[WHAT IS BEING ASKED]: Could you write out the records from the line with "If you could segment every instance of the blurred" through the end of the records, changing "blurred background" to "soft-focus background" and leaving everything else as it is? Omit the pictures.

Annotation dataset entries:
---+---
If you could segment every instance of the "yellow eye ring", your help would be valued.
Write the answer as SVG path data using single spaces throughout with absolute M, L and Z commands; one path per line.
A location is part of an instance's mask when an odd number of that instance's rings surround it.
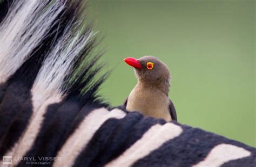
M 147 62 L 147 68 L 149 70 L 151 70 L 154 67 L 154 63 L 152 62 Z

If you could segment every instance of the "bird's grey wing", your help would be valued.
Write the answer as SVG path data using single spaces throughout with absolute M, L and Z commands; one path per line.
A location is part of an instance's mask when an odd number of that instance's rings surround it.
M 127 101 L 128 100 L 128 97 L 125 98 L 125 99 L 124 101 L 124 103 L 123 104 L 123 106 L 125 107 L 126 108 L 126 105 L 127 105 Z
M 172 103 L 171 99 L 170 100 L 170 104 L 169 104 L 169 111 L 170 114 L 171 114 L 171 117 L 172 117 L 172 120 L 177 121 L 177 115 L 176 114 L 176 110 L 175 110 L 174 105 Z

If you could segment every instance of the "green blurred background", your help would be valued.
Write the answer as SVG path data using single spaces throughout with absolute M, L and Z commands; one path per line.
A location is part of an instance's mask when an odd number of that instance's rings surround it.
M 158 57 L 179 122 L 256 147 L 254 1 L 89 2 L 114 68 L 100 93 L 120 105 L 137 83 L 126 57 Z

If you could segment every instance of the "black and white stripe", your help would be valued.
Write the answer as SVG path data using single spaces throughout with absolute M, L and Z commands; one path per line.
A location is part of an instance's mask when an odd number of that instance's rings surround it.
M 254 148 L 103 103 L 82 1 L 0 2 L 0 166 L 256 165 Z

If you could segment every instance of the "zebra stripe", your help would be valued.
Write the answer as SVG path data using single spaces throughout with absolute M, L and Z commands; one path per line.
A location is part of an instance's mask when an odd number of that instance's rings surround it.
M 255 166 L 254 148 L 103 103 L 82 1 L 0 2 L 0 166 Z

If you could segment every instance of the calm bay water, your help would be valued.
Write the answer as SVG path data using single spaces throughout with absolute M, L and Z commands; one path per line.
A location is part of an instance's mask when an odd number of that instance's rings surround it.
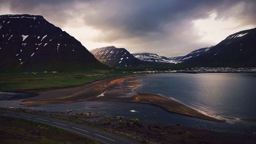
M 149 75 L 137 90 L 223 116 L 256 119 L 256 74 Z
M 136 89 L 137 91 L 171 97 L 187 105 L 221 116 L 256 119 L 256 74 L 159 74 L 145 75 L 143 77 L 143 84 Z M 77 109 L 81 112 L 138 118 L 145 122 L 169 125 L 179 124 L 218 131 L 248 134 L 256 132 L 255 122 L 241 119 L 232 120 L 231 123 L 210 122 L 169 113 L 159 107 L 145 104 L 82 102 L 27 106 L 19 105 L 22 101 L 0 101 L 0 107 L 22 107 L 51 112 Z

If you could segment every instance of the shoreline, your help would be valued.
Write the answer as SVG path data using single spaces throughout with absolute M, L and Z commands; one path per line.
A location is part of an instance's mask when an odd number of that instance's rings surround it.
M 82 101 L 144 103 L 157 106 L 171 113 L 216 122 L 225 122 L 207 115 L 171 99 L 154 93 L 135 92 L 134 89 L 142 84 L 140 80 L 143 76 L 134 75 L 111 78 L 79 87 L 40 91 L 38 96 L 24 100 L 20 104 L 40 106 Z

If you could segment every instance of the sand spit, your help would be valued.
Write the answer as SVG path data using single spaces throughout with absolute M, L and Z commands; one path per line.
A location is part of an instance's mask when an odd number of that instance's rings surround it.
M 26 99 L 22 104 L 45 105 L 85 101 L 141 103 L 158 106 L 170 112 L 215 122 L 223 122 L 172 99 L 154 93 L 135 92 L 134 89 L 141 84 L 143 77 L 141 75 L 132 75 L 110 78 L 80 87 L 39 92 L 38 96 Z

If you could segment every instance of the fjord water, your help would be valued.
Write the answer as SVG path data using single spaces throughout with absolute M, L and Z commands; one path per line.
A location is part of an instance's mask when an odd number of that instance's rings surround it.
M 171 97 L 203 111 L 256 119 L 256 74 L 148 75 L 138 91 Z
M 230 119 L 228 123 L 217 123 L 170 113 L 155 105 L 118 102 L 86 101 L 35 106 L 20 105 L 22 99 L 0 100 L 0 107 L 54 112 L 76 109 L 79 112 L 138 118 L 145 122 L 168 125 L 179 124 L 218 131 L 248 134 L 256 132 L 255 122 L 239 119 L 256 119 L 256 74 L 171 73 L 143 75 L 142 77 L 143 84 L 136 91 L 158 93 L 222 117 L 239 118 Z

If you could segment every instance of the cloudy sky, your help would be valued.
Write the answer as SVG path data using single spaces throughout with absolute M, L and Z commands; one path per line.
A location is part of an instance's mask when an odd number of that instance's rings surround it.
M 2 1 L 0 14 L 42 15 L 89 50 L 109 45 L 167 57 L 256 27 L 256 1 Z

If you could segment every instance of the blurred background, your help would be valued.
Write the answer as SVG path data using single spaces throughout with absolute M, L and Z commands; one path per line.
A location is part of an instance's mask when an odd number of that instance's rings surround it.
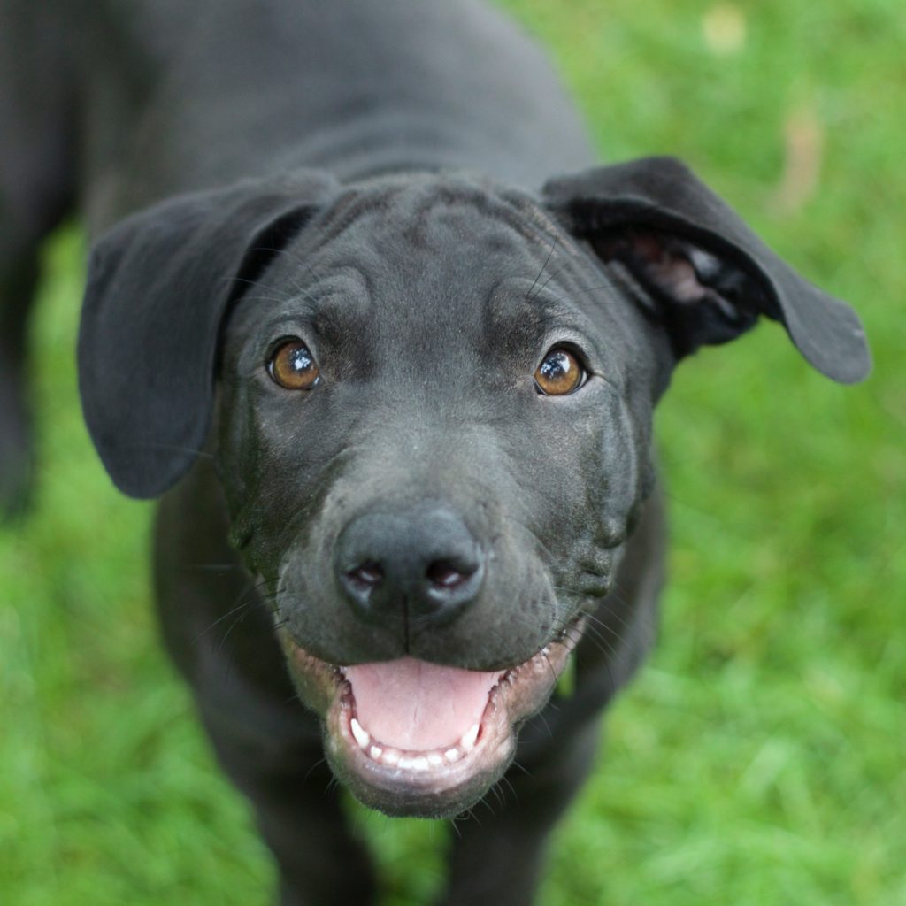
---+---
[SOLVED EXERCISE]:
If you could segment every instance of the soft-focus background, your help would be valued.
Write the answer as SVG path data using single spaces throughout with absolute M, L and Z commands; one path per line.
A location is part of an instance's mask when an odd number of that instance's rings surround it.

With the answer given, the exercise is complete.